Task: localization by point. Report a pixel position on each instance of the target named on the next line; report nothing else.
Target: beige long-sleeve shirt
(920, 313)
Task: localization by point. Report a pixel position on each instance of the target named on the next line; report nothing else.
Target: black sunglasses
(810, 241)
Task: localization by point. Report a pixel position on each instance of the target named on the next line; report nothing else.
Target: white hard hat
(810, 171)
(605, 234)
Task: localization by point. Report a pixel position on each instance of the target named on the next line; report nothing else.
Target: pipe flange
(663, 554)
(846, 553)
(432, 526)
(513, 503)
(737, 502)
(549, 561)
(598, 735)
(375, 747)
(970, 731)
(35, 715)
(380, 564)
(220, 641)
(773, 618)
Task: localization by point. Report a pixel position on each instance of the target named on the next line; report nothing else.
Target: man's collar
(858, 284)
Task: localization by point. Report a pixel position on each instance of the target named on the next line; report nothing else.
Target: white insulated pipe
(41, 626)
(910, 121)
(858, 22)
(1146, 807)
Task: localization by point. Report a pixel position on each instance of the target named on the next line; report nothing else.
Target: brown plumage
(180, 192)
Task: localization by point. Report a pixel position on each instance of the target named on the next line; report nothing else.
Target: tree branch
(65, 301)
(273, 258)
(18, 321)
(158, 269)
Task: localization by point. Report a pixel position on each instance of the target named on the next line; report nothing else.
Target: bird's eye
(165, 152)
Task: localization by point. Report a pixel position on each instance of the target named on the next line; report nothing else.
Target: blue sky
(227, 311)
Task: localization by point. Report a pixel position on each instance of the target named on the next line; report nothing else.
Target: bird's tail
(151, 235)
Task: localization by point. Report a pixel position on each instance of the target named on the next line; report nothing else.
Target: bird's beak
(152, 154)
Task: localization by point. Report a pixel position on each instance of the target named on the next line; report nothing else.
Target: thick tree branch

• DIRECTIONS FOR THIS TASK:
Everything from the line that contains "Target: blue sky" through the final line of the listing is to be restated word for word, and nothing more.

• SOLUTION TO THIS PROBLEM:
Target: blue sky
(227, 311)
Task: localization by point. Report a pixel position on each instance of the target named on the next line; report nothing else.
Target: bird's tail
(151, 235)
Task: localization by point. Report a pixel position on each instance of the target named on the next line; report nothing else.
Target: bird's beak
(152, 154)
Task: localization by point. Report a pixel position on each instance of the target named on the next line; report nothing else.
Target: thick tree branch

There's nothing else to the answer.